Задание: Выпишите все слова и выражения, которые в приведённом ниже отрывке об этике Шопенгауэра заключены в кавычки-ёлочки.

-------- Выбранный отрывок

Согласимся, что даже самое предвзятое следствие «по делу» философа — не найдёт здесь следов «человеконенавистничества». Скорее наоборот, мы узнаём в этике Шопенгауэра один из основополагающих хри­стианских нравственных «императивов»: не желай своему ближне­му того, чего не желаешь для себя самого (что, как мы видим, од­но и то же!). Даже милостыня, протянутая нищему, есть как бы подаяние себе самому, всё той же единой воле, воплощённой, од­нако, в укор нам, в нищенское существование. Так что для Шопенгауэра, как и для Достоевского, или — впоследствии — для экзистенциалистов, — поступок оценивается по шкале вечности, ответственностью перед «делегировавшей» нас в краткосрочное перевоплощение в смертную плоть — извечной Волей (для каждо­го в это понятие вкладывается своё личное содержание).

----------------
-------- Раздел данных

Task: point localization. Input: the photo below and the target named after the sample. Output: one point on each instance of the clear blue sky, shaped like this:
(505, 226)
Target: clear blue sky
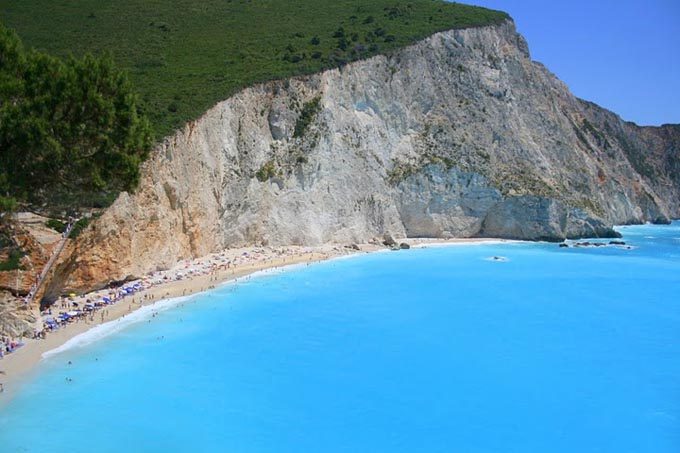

----------------

Итоговый ответ: «по делу», «человеконенавистничества», «императивов», «делегировавшей»